CONSIGNE:
Remplacez « sample of the layout » par « layout example » partout dans le matériel ci-dessous, puis recopiez-le sans aucune autre modification.

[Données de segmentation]
▬▬▬▬▬▬▬▬▬▬
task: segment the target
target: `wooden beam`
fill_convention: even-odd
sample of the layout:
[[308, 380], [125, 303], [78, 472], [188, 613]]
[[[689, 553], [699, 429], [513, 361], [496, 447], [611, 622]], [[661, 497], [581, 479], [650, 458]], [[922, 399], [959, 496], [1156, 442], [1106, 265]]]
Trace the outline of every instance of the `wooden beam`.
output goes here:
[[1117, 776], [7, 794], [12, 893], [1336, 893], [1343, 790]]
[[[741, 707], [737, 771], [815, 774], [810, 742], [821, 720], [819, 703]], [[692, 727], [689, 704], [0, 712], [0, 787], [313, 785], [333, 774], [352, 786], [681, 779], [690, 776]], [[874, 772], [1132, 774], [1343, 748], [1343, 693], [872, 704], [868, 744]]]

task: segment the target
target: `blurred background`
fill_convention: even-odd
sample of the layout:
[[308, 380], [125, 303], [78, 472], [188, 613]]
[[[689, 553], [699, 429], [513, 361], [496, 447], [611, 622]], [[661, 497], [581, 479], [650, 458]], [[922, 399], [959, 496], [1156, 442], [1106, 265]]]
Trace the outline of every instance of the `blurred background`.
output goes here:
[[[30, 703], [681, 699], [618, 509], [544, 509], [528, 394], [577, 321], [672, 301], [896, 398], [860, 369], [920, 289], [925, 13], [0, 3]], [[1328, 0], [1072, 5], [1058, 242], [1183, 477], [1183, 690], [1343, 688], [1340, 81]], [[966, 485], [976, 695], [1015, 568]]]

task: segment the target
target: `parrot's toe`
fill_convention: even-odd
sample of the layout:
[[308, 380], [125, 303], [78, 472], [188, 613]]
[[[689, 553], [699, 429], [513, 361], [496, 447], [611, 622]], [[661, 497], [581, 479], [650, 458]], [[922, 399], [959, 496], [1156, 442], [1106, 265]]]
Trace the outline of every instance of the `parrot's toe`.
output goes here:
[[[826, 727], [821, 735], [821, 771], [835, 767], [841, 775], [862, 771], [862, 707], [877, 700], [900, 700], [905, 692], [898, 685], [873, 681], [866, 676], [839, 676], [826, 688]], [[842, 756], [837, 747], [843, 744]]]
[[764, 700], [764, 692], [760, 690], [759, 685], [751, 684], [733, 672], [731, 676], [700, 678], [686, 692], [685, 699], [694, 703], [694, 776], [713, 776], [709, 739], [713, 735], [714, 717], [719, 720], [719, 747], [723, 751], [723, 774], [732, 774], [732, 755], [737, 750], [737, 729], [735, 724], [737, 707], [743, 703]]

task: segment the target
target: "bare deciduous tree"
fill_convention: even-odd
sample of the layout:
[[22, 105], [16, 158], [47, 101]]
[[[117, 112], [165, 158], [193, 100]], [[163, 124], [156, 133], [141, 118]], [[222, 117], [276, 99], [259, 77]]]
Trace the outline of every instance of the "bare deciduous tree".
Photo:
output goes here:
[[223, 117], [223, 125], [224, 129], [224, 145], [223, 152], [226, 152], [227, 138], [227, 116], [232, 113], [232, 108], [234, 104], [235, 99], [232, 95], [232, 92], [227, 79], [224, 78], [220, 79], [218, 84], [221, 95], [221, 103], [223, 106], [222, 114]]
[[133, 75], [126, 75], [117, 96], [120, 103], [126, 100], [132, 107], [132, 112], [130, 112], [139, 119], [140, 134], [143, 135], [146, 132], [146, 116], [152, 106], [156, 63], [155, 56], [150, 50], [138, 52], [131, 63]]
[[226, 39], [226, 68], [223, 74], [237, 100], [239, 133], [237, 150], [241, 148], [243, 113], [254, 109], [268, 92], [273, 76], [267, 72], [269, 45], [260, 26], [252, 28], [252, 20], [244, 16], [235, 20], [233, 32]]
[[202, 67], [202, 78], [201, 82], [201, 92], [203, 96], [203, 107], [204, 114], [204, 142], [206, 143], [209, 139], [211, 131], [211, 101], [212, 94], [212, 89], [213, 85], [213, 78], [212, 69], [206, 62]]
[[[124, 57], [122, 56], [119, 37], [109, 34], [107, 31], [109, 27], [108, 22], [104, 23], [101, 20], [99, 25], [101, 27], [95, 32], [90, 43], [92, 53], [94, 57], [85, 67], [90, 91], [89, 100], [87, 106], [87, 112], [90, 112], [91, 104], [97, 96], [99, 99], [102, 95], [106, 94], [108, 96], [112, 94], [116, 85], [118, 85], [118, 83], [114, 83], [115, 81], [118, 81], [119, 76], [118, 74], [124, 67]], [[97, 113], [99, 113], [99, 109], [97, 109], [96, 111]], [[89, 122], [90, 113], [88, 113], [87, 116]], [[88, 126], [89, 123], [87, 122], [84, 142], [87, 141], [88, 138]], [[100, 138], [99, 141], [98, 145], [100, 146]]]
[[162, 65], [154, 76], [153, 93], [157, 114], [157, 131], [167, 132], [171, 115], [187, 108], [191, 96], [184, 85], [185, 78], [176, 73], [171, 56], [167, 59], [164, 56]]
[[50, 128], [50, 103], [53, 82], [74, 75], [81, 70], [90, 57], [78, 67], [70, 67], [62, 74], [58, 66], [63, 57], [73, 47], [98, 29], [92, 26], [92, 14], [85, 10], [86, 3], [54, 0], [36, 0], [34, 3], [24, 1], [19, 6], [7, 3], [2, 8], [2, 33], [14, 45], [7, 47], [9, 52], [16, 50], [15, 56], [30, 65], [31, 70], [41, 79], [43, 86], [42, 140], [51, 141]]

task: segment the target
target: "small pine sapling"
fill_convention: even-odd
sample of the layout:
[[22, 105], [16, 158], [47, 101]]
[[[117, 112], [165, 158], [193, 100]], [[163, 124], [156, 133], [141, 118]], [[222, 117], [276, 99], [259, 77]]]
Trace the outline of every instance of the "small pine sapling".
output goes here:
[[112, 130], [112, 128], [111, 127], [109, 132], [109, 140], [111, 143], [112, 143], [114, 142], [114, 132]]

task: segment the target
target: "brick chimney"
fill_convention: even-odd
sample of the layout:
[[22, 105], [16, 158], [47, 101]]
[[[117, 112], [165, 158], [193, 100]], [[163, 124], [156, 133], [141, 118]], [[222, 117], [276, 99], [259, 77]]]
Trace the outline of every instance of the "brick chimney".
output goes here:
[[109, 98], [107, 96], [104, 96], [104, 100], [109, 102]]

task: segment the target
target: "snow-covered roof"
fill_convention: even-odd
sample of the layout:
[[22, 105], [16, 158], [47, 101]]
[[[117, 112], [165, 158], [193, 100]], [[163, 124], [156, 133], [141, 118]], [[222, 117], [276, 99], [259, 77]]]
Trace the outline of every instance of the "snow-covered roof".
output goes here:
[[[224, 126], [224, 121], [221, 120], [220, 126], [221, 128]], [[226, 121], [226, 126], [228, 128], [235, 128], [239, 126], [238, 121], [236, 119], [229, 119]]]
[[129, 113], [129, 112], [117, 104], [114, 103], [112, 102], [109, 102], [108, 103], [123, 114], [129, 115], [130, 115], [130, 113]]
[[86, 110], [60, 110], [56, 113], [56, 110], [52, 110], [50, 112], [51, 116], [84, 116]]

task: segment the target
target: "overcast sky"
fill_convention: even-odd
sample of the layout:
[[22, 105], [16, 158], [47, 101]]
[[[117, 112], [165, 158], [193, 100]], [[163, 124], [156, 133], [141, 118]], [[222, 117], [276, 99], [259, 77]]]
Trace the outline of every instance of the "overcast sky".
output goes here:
▬▬▬▬▬▬▬▬▬▬
SOLUTION:
task: segment the target
target: `wooden beam`
fill_convention: even-odd
layout example:
[[308, 380], [125, 303], [78, 472], [188, 613]]
[[[689, 553], [699, 429], [513, 361], [496, 447], [611, 622]], [[661, 497], [581, 479], [650, 458]], [[922, 399], [959, 496], [1156, 442], [1106, 265]]]
Trace the outline of every instance of the `wooden beam`.
output goes here:
[[1117, 776], [7, 794], [12, 893], [1336, 893], [1343, 790]]
[[[741, 707], [737, 771], [815, 774], [810, 742], [821, 720], [819, 703]], [[692, 727], [689, 704], [0, 712], [0, 787], [313, 785], [333, 774], [352, 786], [681, 779], [690, 776]], [[874, 772], [1132, 774], [1343, 748], [1343, 693], [872, 704], [868, 744]]]

task: segment the target
target: `blurred background`
fill_convention: even-odd
layout example:
[[308, 380], [125, 303], [78, 472], [188, 613]]
[[[689, 553], [699, 429], [513, 361], [496, 447], [611, 622]], [[661, 497], [581, 479], [650, 458]], [[922, 399], [959, 496], [1156, 442], [1106, 265]]]
Trace the outline of every instance of the `blurred background`.
output goes here:
[[[30, 703], [681, 699], [618, 509], [544, 509], [528, 394], [577, 321], [672, 301], [896, 398], [860, 369], [920, 289], [925, 13], [0, 3]], [[1328, 0], [1072, 5], [1058, 242], [1183, 477], [1183, 690], [1343, 688], [1340, 81]], [[966, 485], [976, 695], [1015, 568]]]

task: segment the target
target: `parrot's toe`
fill_convention: even-odd
layout example:
[[308, 380], [125, 303], [78, 472], [188, 613]]
[[[689, 553], [699, 429], [513, 361], [496, 447], [611, 622]], [[661, 497], [581, 479], [650, 458]], [[922, 399], [959, 496], [1156, 442], [1106, 265]]]
Trace the outline of every instance of the `parrot's toe`.
output goes here:
[[[826, 727], [821, 735], [821, 771], [835, 767], [841, 775], [862, 771], [862, 707], [877, 700], [900, 700], [905, 692], [898, 685], [873, 681], [866, 676], [839, 676], [826, 688]], [[842, 756], [837, 747], [843, 744]]]
[[764, 700], [764, 692], [760, 690], [759, 685], [751, 684], [733, 672], [731, 676], [700, 678], [686, 692], [685, 699], [694, 703], [694, 776], [713, 776], [709, 739], [713, 735], [714, 717], [719, 720], [719, 747], [723, 751], [723, 774], [732, 774], [732, 755], [737, 750], [737, 729], [735, 724], [737, 707], [743, 703]]

task: segment the target
target: "bare deciduous tree"
fill_convention: even-odd
layout example:
[[22, 105], [16, 158], [47, 101]]
[[[117, 112], [165, 158], [193, 100]], [[163, 124], [156, 133], [141, 118]], [[222, 117], [276, 99], [259, 77]]]
Trace the outline of every instance of the "bare deciduous tree".
Photo:
output goes here:
[[223, 117], [223, 125], [224, 129], [224, 145], [223, 152], [226, 152], [227, 138], [227, 116], [232, 113], [232, 108], [234, 104], [235, 99], [232, 95], [232, 92], [227, 79], [224, 78], [220, 79], [218, 84], [221, 95], [221, 103], [223, 106], [222, 114]]
[[133, 75], [126, 75], [117, 96], [120, 103], [126, 100], [132, 107], [132, 112], [130, 112], [139, 119], [140, 134], [143, 135], [146, 132], [146, 116], [152, 106], [156, 63], [155, 56], [150, 50], [138, 52], [131, 63]]
[[226, 39], [226, 68], [223, 74], [237, 100], [239, 133], [237, 150], [241, 148], [243, 113], [254, 109], [268, 92], [273, 76], [267, 72], [269, 45], [260, 26], [252, 28], [252, 20], [244, 16], [235, 20], [233, 32]]
[[202, 67], [202, 78], [201, 82], [201, 92], [203, 96], [203, 107], [204, 114], [204, 142], [206, 143], [209, 139], [211, 131], [211, 101], [212, 94], [212, 89], [213, 85], [213, 78], [212, 69], [206, 62]]
[[[124, 57], [122, 56], [119, 37], [109, 34], [107, 31], [109, 27], [108, 22], [104, 23], [101, 20], [99, 25], [101, 27], [95, 32], [90, 43], [92, 53], [94, 57], [85, 67], [90, 91], [89, 100], [87, 106], [87, 112], [90, 112], [91, 104], [97, 96], [99, 99], [102, 95], [106, 94], [108, 96], [112, 94], [116, 85], [118, 85], [118, 83], [114, 83], [115, 81], [118, 81], [119, 76], [118, 74], [124, 67]], [[97, 113], [99, 113], [99, 109], [97, 109], [96, 111]], [[89, 122], [90, 113], [88, 113], [87, 116]], [[88, 126], [89, 123], [87, 122], [84, 142], [87, 141], [88, 138]], [[100, 138], [99, 141], [98, 145], [100, 146]]]
[[162, 65], [154, 76], [153, 93], [157, 114], [157, 131], [167, 132], [171, 115], [187, 108], [191, 96], [184, 85], [185, 78], [176, 73], [171, 56], [167, 59], [164, 56]]
[[50, 128], [50, 103], [53, 82], [74, 75], [81, 70], [90, 57], [78, 67], [70, 67], [62, 74], [58, 66], [63, 57], [73, 47], [98, 29], [92, 26], [92, 14], [85, 10], [86, 3], [54, 0], [36, 0], [34, 3], [24, 1], [19, 6], [7, 3], [2, 8], [2, 33], [14, 45], [7, 47], [9, 52], [16, 50], [15, 56], [30, 65], [31, 70], [41, 79], [43, 86], [42, 140], [51, 141]]

task: segment the target
target: "small pine sapling"
fill_convention: even-odd
layout example:
[[22, 105], [16, 158], [47, 101]]
[[[117, 112], [165, 158], [193, 100]], [[163, 124], [156, 133], [141, 118]], [[222, 117], [276, 99], [259, 77]]]
Trace the outline of every instance of the "small pine sapling".
output goes here:
[[112, 130], [112, 128], [111, 127], [109, 132], [109, 140], [111, 143], [112, 143], [114, 142], [114, 132]]

task: segment the target
target: "brick chimney"
fill_convention: even-odd
layout example:
[[22, 105], [16, 158], [47, 101]]
[[[117, 112], [165, 158], [193, 100]], [[163, 124], [156, 133], [141, 118]], [[222, 117], [276, 99], [259, 77]]]
Trace the outline of every instance of the "brick chimney".
output goes here:
[[109, 98], [107, 96], [104, 96], [104, 100], [109, 102]]

task: segment the target
target: "snow-covered roof"
fill_convention: even-odd
layout example:
[[22, 105], [16, 158], [47, 101]]
[[[117, 112], [165, 158], [193, 100]], [[163, 124], [156, 133], [141, 118]], [[222, 117], [276, 99], [259, 77]]]
Trace the outline of every instance of the "snow-covered roof".
output goes here:
[[[224, 126], [224, 121], [221, 120], [220, 126], [221, 128]], [[226, 121], [226, 126], [228, 128], [235, 128], [239, 126], [238, 121], [236, 119], [229, 119]]]
[[129, 113], [129, 112], [117, 104], [114, 103], [112, 102], [109, 102], [108, 103], [123, 114], [129, 115], [130, 115], [130, 113]]
[[86, 110], [60, 110], [56, 113], [56, 110], [52, 110], [50, 112], [51, 116], [84, 116]]

task: segment the target
target: "overcast sky"
fill_convention: even-odd
layout example:
[[22, 105], [16, 158], [47, 101]]
[[[117, 112], [165, 158], [193, 100]], [[163, 124], [156, 133], [141, 118]], [[222, 117], [276, 99], [259, 77]]]
Trace the outline of every instance of the "overcast sky".
output goes here:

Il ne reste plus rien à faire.